Task requirements
For each line in the records that contains "display", make a copy.
── Records for this exercise
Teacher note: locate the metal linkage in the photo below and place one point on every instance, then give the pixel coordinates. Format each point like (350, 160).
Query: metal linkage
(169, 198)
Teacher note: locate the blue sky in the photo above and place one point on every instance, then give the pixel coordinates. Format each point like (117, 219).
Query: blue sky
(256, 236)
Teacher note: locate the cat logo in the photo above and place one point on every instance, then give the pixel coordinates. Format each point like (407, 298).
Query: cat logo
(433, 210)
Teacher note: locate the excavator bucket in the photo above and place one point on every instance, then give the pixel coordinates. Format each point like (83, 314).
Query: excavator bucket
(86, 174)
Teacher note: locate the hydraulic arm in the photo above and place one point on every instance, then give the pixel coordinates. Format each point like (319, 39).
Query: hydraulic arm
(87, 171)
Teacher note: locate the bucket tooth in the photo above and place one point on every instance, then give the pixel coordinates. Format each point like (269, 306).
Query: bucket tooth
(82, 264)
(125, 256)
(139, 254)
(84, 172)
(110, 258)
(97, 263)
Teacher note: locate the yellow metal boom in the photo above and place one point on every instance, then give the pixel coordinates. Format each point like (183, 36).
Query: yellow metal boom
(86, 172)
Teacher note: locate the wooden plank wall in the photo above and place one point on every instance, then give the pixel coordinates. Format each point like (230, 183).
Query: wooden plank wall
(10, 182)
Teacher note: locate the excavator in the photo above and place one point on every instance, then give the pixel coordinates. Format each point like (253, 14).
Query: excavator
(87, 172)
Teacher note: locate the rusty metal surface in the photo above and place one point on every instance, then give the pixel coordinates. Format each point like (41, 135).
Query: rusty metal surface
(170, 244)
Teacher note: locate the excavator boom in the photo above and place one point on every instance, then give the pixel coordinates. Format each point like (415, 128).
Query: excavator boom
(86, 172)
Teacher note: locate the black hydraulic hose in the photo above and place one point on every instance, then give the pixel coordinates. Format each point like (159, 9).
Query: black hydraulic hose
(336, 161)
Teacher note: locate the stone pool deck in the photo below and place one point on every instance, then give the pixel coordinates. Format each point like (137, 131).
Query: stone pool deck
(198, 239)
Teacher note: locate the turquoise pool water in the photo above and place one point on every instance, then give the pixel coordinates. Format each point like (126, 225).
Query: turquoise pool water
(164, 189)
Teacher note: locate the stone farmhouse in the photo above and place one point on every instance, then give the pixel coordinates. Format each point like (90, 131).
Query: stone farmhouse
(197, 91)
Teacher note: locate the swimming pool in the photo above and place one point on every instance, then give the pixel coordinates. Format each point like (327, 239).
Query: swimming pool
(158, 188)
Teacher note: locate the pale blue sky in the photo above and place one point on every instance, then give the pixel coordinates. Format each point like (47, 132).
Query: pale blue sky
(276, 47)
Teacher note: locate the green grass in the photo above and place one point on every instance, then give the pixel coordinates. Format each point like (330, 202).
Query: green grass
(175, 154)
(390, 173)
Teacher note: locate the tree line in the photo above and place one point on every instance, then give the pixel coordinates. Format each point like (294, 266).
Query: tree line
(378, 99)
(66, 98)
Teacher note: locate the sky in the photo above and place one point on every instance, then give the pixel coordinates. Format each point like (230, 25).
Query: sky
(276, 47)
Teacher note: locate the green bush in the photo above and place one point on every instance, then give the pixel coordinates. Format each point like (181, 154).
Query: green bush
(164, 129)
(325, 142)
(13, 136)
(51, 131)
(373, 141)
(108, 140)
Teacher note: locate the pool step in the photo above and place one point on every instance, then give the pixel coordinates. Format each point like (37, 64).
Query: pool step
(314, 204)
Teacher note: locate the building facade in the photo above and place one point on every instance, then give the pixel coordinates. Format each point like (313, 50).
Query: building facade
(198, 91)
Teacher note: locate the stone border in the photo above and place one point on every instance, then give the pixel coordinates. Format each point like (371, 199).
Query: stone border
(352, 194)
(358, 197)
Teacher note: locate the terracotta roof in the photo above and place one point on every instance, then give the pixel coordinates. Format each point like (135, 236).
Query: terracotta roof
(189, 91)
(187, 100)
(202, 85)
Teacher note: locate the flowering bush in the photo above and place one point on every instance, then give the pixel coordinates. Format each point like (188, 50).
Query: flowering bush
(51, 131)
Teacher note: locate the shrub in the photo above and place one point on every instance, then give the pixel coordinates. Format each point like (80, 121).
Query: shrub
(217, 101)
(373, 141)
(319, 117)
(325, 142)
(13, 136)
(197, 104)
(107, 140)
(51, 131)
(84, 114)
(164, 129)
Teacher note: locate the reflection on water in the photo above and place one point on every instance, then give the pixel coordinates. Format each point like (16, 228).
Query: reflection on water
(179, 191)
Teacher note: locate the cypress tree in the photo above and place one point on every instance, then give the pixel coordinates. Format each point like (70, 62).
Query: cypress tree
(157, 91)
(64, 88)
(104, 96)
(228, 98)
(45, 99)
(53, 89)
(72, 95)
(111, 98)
────
── Records for this exercise
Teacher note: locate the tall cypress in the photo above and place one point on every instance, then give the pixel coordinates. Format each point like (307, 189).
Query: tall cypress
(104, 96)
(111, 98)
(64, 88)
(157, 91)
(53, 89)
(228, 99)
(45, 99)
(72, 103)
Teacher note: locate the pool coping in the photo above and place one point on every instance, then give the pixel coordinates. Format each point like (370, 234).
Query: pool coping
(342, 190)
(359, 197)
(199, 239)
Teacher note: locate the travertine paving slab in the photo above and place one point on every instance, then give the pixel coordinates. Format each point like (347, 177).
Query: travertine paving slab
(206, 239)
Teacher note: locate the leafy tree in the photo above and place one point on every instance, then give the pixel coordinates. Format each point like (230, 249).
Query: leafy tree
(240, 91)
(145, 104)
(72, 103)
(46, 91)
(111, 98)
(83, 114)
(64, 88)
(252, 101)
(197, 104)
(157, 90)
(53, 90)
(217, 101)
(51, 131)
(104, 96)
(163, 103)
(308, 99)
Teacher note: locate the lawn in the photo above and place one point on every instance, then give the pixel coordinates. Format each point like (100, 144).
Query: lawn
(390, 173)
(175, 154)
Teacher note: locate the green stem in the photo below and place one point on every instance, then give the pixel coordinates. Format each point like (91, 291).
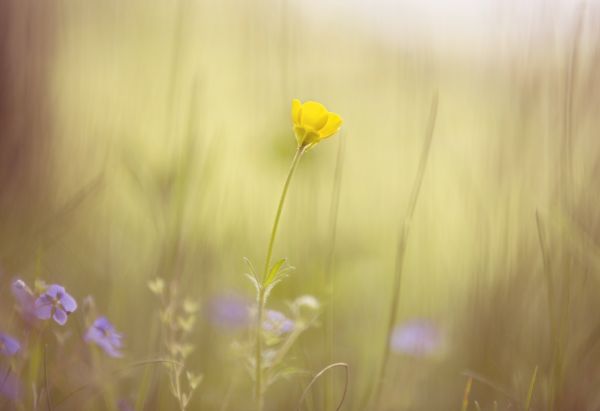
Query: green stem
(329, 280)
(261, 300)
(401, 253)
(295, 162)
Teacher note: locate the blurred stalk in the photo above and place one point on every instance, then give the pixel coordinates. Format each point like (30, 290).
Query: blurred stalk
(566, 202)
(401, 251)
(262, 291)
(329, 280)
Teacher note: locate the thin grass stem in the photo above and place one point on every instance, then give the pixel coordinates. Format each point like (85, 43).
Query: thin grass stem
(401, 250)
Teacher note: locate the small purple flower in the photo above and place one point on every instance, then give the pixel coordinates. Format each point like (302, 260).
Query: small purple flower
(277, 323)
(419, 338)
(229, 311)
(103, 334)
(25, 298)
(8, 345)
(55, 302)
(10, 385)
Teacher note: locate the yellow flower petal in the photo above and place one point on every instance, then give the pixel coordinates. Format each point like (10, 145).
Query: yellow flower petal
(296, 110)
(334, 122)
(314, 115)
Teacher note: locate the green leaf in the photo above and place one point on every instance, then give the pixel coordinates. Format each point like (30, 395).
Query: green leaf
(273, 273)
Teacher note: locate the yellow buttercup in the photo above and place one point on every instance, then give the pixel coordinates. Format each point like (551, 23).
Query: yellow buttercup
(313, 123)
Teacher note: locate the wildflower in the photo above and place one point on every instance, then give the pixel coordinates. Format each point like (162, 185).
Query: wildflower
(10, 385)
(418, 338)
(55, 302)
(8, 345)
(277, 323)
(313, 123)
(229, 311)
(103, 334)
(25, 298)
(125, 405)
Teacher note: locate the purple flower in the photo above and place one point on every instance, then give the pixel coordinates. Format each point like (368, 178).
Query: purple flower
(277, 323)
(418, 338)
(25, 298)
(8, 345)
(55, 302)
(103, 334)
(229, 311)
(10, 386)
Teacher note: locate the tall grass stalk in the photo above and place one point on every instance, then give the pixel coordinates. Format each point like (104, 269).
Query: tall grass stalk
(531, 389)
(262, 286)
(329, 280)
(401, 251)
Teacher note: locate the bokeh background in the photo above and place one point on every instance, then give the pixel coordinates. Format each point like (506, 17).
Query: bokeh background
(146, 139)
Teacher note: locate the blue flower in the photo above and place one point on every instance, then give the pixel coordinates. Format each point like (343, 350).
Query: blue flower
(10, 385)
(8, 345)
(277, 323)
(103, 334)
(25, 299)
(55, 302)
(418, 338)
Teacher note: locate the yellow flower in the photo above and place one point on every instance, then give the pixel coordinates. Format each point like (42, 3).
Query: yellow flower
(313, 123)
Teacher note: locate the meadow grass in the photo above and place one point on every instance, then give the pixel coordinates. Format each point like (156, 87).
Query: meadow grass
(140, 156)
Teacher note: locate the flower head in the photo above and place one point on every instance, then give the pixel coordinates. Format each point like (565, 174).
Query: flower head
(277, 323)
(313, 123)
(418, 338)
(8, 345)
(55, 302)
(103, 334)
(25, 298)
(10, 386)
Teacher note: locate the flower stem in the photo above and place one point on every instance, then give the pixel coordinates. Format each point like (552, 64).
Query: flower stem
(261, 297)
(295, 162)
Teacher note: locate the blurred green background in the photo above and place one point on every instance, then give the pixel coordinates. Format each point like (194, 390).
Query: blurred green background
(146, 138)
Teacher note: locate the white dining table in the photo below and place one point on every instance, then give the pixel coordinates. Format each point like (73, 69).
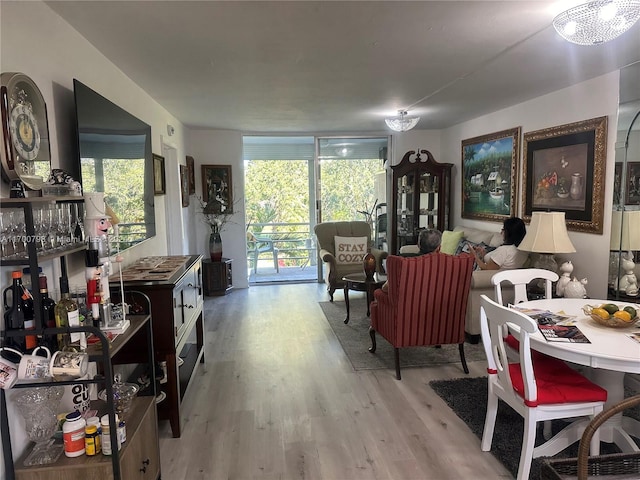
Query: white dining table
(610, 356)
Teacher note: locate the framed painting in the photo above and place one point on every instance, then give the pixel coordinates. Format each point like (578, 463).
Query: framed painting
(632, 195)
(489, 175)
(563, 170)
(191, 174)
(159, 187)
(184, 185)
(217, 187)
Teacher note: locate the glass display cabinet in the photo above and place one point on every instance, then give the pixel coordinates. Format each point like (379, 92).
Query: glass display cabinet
────
── Records for this exercise
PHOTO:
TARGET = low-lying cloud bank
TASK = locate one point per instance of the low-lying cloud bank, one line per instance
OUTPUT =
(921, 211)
────
Answer to this problem
Teacher note: locate the glass display cabinet in the photo above and place one point on every instance, then give the pixel coordinates. Format each point like (379, 92).
Query: glass display cabinet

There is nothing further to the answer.